Aim of the exercise: Every single entry that follows must be copied exactly.

(Dataset entries)

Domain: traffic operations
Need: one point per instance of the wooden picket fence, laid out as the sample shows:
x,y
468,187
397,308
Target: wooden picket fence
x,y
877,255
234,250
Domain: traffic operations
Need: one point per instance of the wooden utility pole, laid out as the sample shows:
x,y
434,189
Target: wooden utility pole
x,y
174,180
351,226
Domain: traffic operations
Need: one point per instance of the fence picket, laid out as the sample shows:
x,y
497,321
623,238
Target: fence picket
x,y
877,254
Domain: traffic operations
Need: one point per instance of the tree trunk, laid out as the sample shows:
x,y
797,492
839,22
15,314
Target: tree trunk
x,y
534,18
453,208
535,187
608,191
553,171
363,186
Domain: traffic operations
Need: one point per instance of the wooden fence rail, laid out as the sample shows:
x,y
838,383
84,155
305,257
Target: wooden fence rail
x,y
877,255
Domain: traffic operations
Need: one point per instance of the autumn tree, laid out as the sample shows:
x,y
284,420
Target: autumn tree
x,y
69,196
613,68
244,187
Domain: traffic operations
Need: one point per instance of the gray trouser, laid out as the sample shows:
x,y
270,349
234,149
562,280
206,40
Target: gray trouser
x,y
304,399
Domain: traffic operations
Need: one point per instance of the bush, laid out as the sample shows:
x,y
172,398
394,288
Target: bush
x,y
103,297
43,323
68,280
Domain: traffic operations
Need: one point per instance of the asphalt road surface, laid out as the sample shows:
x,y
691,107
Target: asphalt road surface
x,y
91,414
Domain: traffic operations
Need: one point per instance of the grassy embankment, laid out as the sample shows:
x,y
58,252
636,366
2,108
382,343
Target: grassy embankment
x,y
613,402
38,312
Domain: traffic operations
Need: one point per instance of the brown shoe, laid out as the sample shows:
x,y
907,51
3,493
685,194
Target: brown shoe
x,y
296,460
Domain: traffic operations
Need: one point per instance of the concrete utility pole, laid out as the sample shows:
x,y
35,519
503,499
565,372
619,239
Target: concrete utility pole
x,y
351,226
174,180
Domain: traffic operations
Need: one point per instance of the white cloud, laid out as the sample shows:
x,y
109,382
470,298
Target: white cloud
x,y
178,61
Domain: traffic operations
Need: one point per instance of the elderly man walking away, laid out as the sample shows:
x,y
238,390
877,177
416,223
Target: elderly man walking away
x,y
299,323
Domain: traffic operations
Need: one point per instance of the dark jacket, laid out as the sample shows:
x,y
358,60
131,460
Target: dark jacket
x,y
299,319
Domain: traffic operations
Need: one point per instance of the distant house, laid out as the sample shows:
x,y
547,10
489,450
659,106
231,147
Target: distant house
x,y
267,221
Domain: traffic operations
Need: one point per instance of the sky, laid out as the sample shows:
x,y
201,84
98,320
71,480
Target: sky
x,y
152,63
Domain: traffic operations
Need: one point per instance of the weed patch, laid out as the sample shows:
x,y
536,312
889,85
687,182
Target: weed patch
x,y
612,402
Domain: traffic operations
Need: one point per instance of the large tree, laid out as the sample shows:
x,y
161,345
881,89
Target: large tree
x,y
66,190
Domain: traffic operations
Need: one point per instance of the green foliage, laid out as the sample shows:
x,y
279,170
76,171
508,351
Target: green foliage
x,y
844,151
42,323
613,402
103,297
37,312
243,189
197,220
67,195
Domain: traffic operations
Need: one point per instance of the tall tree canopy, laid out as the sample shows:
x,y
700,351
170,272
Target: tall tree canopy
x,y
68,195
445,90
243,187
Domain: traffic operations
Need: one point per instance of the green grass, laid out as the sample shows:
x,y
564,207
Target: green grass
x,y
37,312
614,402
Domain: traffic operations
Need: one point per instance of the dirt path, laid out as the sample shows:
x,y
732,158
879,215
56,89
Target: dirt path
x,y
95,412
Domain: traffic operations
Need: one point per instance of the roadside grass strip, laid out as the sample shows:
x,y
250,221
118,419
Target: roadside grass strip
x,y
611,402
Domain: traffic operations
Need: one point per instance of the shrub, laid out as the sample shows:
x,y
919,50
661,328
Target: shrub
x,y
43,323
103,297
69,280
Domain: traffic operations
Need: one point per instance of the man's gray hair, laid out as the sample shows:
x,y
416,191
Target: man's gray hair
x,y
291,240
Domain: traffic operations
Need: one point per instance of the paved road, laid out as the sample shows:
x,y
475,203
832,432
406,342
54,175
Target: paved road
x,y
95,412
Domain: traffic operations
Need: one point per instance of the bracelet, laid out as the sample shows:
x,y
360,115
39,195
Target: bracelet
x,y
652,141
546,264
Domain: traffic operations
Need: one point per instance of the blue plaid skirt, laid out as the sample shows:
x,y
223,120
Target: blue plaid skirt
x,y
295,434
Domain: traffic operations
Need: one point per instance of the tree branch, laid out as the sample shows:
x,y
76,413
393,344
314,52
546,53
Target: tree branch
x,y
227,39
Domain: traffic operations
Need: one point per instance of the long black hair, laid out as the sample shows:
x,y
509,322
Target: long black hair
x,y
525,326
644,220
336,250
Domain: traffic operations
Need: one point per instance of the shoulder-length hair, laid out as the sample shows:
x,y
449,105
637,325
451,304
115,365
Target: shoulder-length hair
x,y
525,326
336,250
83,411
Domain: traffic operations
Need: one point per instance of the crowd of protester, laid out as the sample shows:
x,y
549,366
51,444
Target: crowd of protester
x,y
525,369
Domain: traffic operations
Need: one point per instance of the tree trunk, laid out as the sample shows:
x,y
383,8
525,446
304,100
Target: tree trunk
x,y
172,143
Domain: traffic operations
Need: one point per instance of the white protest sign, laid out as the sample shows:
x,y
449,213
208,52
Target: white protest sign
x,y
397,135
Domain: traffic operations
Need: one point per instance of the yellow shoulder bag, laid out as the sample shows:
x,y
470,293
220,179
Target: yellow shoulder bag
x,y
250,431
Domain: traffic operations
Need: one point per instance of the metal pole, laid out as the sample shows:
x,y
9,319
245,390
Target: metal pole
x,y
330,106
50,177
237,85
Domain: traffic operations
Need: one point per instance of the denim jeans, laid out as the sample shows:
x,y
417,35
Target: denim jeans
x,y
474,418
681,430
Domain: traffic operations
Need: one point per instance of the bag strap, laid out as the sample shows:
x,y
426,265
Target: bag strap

Written answer:
Domain: traffic operations
Need: one point per instance of the wooden picket fence, laid out as the sample shows:
x,y
468,187
397,308
Target: wooden picket fence
x,y
877,255
234,250
Domain: traffic operations
Need: one point per instance of the wooden utility pole, laid out as the sample shows:
x,y
434,189
Target: wooden utility pole
x,y
174,180
351,226
Domain: traffic operations
Need: one point per instance of the fence picket, laid out as the sample shows:
x,y
497,321
623,238
Target: fence picket
x,y
877,254
Domain: traffic operations
Need: one point per instance of the tree trunk, laid out as the sample shows:
x,y
797,492
839,22
15,314
Target: tree trunk
x,y
534,18
453,208
535,187
608,191
553,171
363,186
Domain: traffic operations
Need: one point per instance of the wooden fence rail, laid out as the sample shows:
x,y
838,383
84,155
305,257
Target: wooden fence rail
x,y
877,255
Domain: traffic operations
Need: one point per instance of the autumn tree, laid out as the sample shows:
x,y
284,420
Target: autumn tree
x,y
69,196
613,68
244,187
Domain: traffic operations
Need: one point per instance of the gray trouser, laid out as the sample shows:
x,y
270,349
234,149
562,280
206,40
Target: gray trouser
x,y
304,399
Domain: traffic operations
Need: one point per instance of the bush, laid out as the sample shows:
x,y
172,398
394,288
Target: bush
x,y
103,297
43,323
68,280
Domain: traffic operations
Need: one point per instance of the asphalt road surface, laid out as the sample shows:
x,y
691,107
Target: asphalt road surface
x,y
91,414
Domain: traffic operations
Need: one point per instance of the grassy embankment, laid out as the sample shows:
x,y
58,252
636,366
2,108
382,343
Target: grassy embankment
x,y
613,402
38,312
Domain: traffic operations
Need: one point per instance of the brown shoe, laid out as the sample shows:
x,y
907,51
3,493
685,194
Target: brown shoe
x,y
296,460
Domain: traffic operations
Need: one point per instance of the concrete utility pole, laid out as the sample shows:
x,y
35,519
503,499
565,372
619,239
Target: concrete utility pole
x,y
351,226
174,180
Domain: traffic operations
Need: one point per instance of the white cloud, laid out as the sample shows:
x,y
109,382
470,298
Target: white cloud
x,y
178,61
Domain: traffic operations
Need: one point per instance of the elderly man walking away, laid out as the sample shows:
x,y
238,390
877,177
416,223
Target: elderly man walking away
x,y
299,323
Domain: traffic operations
Need: one point per instance of the dark jacket, laid out as the sample shows:
x,y
358,60
131,460
Target: dark jacket
x,y
299,319
Domain: traffic operations
Need: one point per instance of the distant house, laid out as the sample shows:
x,y
547,10
489,450
659,106
231,147
Target: distant house
x,y
267,221
Domain: traffic operations
Need: one point per instance of the sky, laid out as the sample shows:
x,y
201,84
98,320
71,480
Target: sky
x,y
152,63
Domain: traffic operations
Need: one point per instance of the weed patch, laid out as the sample shows:
x,y
536,312
889,85
687,182
Target: weed patch
x,y
612,402
Domain: traffic operations
Need: one point per instance of the large tree, laid out as the sample shows:
x,y
161,345
881,89
Target: large tree
x,y
66,190
Domain: traffic operations
Need: one point per instance of the green foliage, laid out as the sample shows:
x,y
279,170
76,171
508,351
Target: green foliage
x,y
844,151
42,323
613,402
103,297
37,312
243,189
197,220
67,195
Domain: traffic operations
Need: one point per instance of the tall tree canopy, laid out as the sample shows:
x,y
700,351
170,272
Target: tall tree canopy
x,y
68,195
445,90
243,187
Domain: traffic operations
Need: one point per instance of the green grass, laid out as the sample shows:
x,y
564,207
Target: green grass
x,y
37,312
614,402
Domain: traffic operations
Need: one point per instance of the dirt path, laid out as the sample shows:
x,y
732,158
879,215
56,89
Target: dirt path
x,y
95,412
Domain: traffic operations
Need: one point per instance of the roadside grass strip, laid out as the sample shows:
x,y
250,221
118,419
Target: roadside grass strip
x,y
611,402
Domain: traffic operations
Need: one point per instance of the shrub, laid out as the sample shows:
x,y
919,50
661,328
Target: shrub
x,y
43,323
103,297
69,280
Domain: traffic operations
Need: one point per instance of the man's gray hair, laid out as the sample shows:
x,y
416,191
Target: man's gray hair
x,y
291,240
Domain: traffic operations
Need: one point per instance of the paved road, laid out as the sample shows:
x,y
475,203
832,432
406,342
54,175
Target: paved road
x,y
95,412
Domain: traffic operations
Need: one point per instance of the bracelet, laid out as the sample shows:
x,y
360,115
39,195
Target: bracelet
x,y
652,141
546,264
Domain: traffic operations
Need: one point per instance of the blue plaid skirt, laid out as the sample shows:
x,y
223,120
Target: blue plaid skirt
x,y
295,434
Domain: traffic operations
Need: one point per instance of the tree branch, laid out as the sample shows:
x,y
76,413
393,344
314,52
546,53
Target: tree branch
x,y
227,39
Domain: traffic operations
Need: one point per instance of the long black hair, laid out as the sample shows:
x,y
509,322
Target: long black hair
x,y
525,326
644,220
336,250
Domain: traffic operations
Need: one point per instance of the shoulder-length hair, laid out as the sample shows:
x,y
449,105
637,325
451,304
115,365
Target: shoulder-length hair
x,y
525,326
336,250
83,411
Domain: traffic operations
Need: one point per instance of the crowd of protester, laid out as the sample shows:
x,y
549,366
51,444
Target: crowd of protester
x,y
525,369
Domain: traffic operations
Need: one point per instance of the tree trunk, laid out as the sample shows:
x,y
383,8
525,446
304,100
Target: tree trunk
x,y
172,143
Domain: traffic operations
Need: one point per instance of the white protest sign, laid out as the sample shows:
x,y
449,213
208,52
Target: white protest sign
x,y
397,135
Domain: traffic operations
Need: one point per instance of the yellow shoulder bag, laid out as the sample shows:
x,y
470,293
220,179
Target: yellow shoulder bag
x,y
250,431
Domain: traffic operations
Need: one point per instance of the metal pole, laid out as the sample shows:
x,y
9,319
245,390
Target: metal pole
x,y
330,106
50,177
237,85
Domain: traffic operations
Need: one point per instance of the denim jeans, laid out as the sample shows:
x,y
417,35
Target: denim jeans
x,y
474,418
681,430
Domain: traffic operations
Need: one point per instance of the bag strap, laid out as the sample shows:
x,y
426,265
Target: bag strap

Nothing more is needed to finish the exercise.